### Stated problem 1
Please decide whether each statement agrees with the thread on toddler discipline: (a) the boy used to be strapped into a spare stroller for time out, (b) the health visitor gave advice about his violent lashing out, (c) the recommended website follows a time-out approach. Answer each with yes or no and quote the deciding words.
### Stated problem 2
In the thread on toddler discipline, how long did a time out last when the boy was put in another room?
### Stated problem 3
Write the next part of the thread on toddler discipline, starting after its final line.
-------- Text segment
Now, aged nearly 3, our discipline methods are no longer working because of his growing strength. Simply put, when he misbehaved, he got time out. He would be strapped into our spare stroller and turned to face the wall or put in another room for two minutes. It was amazing how well this worked for us.
Now, he has started to break his pram with his hands, and by kicking at it, and will kick at anything within his reach and knock things down. It’s got to the point I worry he will tip the buggy and hurt himself. We had begun to do time out in his room instead, but yesterday he retailiated by peeing on his carpet (the rest of the house has laminate floors, so he knew it would get to me) with a nasty smirk on his face. Frustrated, I changed his trousers and pants and returned him to his buggy for more time out and he immediately began blowing snot out his nose and wiping it all over the straps of the buggy and the clean washing beside him.
I just don’t know what to do, and without a method of controlling his behaviour I am started to act angry and irrational and shout at him. I love him so much but sometimes I wonder why he is such a little....
I tried time out sitting in a corner unrestrained but he kept getting up, and when I tried to return him like supernanny does, he hit me and scratched at me and pulled my hair.
What do you do?
I really recommend that you speak to your health visitor and attended some parenting classes.
Shit do I sound that awful?
HV told me to say ‘no’ firmly and remove him from the room until he calms down. She didn’t mention his violent lashing out or trashing of any room his is put in.
I freely admit to not being into time outs or naughty steps or generally being the “strongman leader” with my three year old. My feeling is she’s been on the earth for three years. I’ve been on it thirty five and I still throw the odd tantrum, loose my temper and behave like a giant baby.
I find the website ahaparenting.com brilliant. It’s the complete opposite of the time out approach and it’s a waaaaaay slower burn but it really does work. We still have our moments but most of the time I gently explain things to DD and even if she storms off (she hates criticism, like me!) she always comes back within 2 minutes and requests a cuddle and says sorry and we have a little chat about what to do better next time. It’s ace. And I have a really cool, lovely three year old most of the time.
Is it loose or lose? It’s lose isn’t it. Damn it!
----------------
-------- Data entries
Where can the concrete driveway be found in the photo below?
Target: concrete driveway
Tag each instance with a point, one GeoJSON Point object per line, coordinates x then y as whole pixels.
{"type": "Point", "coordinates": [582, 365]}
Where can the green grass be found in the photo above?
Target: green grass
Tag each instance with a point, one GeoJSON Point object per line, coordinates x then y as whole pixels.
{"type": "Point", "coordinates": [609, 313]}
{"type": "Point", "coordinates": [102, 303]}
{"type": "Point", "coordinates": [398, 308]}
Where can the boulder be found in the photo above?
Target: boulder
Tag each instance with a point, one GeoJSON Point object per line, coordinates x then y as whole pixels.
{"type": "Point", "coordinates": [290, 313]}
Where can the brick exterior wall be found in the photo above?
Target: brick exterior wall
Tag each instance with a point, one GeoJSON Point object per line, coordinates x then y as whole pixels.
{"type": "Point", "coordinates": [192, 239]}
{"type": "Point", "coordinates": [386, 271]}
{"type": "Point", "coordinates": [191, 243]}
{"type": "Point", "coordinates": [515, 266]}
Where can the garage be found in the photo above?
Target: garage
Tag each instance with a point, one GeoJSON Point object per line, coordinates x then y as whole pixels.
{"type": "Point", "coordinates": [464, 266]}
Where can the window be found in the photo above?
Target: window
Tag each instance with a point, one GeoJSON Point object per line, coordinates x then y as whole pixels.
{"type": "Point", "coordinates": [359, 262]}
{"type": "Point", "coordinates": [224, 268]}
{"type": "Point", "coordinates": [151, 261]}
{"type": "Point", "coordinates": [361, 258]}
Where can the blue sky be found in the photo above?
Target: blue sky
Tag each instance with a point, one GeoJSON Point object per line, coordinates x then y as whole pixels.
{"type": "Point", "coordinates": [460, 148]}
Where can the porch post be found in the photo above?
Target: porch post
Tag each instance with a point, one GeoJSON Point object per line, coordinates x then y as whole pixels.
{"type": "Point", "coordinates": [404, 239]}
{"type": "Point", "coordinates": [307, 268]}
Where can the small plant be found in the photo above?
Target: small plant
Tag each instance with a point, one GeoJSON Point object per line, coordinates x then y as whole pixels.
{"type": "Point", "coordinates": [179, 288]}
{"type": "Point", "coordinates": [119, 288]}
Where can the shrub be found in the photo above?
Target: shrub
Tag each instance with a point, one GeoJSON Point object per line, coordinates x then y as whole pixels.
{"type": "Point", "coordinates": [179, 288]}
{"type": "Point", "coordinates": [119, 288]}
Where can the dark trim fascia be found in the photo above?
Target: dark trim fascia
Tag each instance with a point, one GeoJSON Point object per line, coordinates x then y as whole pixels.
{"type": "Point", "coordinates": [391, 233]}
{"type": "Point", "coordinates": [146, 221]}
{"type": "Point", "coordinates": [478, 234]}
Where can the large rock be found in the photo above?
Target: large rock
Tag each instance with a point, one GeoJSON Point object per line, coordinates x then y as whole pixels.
----------------
### Final result 1
(a) Yes: "He would be strapped into our spare stroller and turned to face the wall or put in another room for two minutes."
(b) No: "She didn’t mention his violent lashing out or trashing of any room his is put in."
(c) No: "It’s the complete opposite of the time out approach"

### Final result 2
Two minutes.

### Final result 3
Thanks red lemonade, I’ll take a look at that. I don’t think our kids have the same personality types by the sounds of it, so don’t know if it will be as effective, but hell I’ll try anything at this point
It’s worth a look definitely. She goes through scenarios for the sort of situations you’re describing with your little lad. I hope I didn’t sound smug there. Sounds like you’re all having a rough time of it
I'm sorry to hear your having these troubles and the "attend parenting classes" is less than helpful 🙄
We have a 3.5 year old boy who went through an stage of acting out and snatching and being a bit of a sh*t.
I'm afraid you have to be tough and firm and keep boundaries very tight (well it's working for us). Consistency is the key and keeping routines and structure in place.
We completely ignore (very hard to do) any tantruming and screaming unless in pain. Most of the times it's just noise to push you or get what he wants. If he is rude or misbehaves then we explain that it's not acceptable and he has a chance to correct. If he doesn't then his favourite possession or toy is removed.
We have a jar that gets marbles added when good behaviour happens and removed when it's bad. When you get to "x" amount then there is a reward of some kind. You can set the parameters of this.
It's really tough but sadly it is a monotonous arduous task to keep the system in place as you are laying foundation for better behaved kids.
Sadly parents just give into the demands for an easier life but that is what breeds kids with bad attitudes and a sense of entitlement.
All opinion based of course but they are kids and we are adults so respect is paramount in my book.
Good luck and stick at it, you're doing a good job and don't beat yourself up as it's a really hard job
Are you explaining to him why you're giving him time out? I don't think it's fair to physically restrain him in the buggy, and that was only going to work for so long anyway. Discipline is a long journey and you'll be doing this for way past toddlerhood. I find if I show some empathy to my toddler whilst also reiterating why her behaviour is not acceptable then it calms her down a bit.
I wholeheartedly second having a look at the AhaParenting website. It’s really helped me think about discipline and what I’m trying to achieve.
It sounds as if your little boy is angry at being disciplined (I totally get how he feels). And perhaps you feel angry that he won’t just do what you want or willingly accept your punishment (I totally get that feeling too). If that’s the case then you are both basically angry that you are not getting your own way! You’re in the same place emotionally.
You sound like a good mum and you want to do the best for your DS. Check out:
It’s so much easier when we can feel we are on the same side as our children.
Thing is what works with one child doesn't work with another. If I'd had only dd1 then I'd be happily saying "oh all you need to do is say "mummy will be sad if you do that" and they won't do it again." She hardly ever stropped and only one full blown tantrum. I think I said something along the lines of "mummy doesn't like that, and I'm not going to let you do that because you shout." and she didn't.
With dd2 time out worked well (a safe place where she could spend a couple of minutes to calm down) but "mummy doesn't like that " would be met with "I don't care..." or "Well I don't like..."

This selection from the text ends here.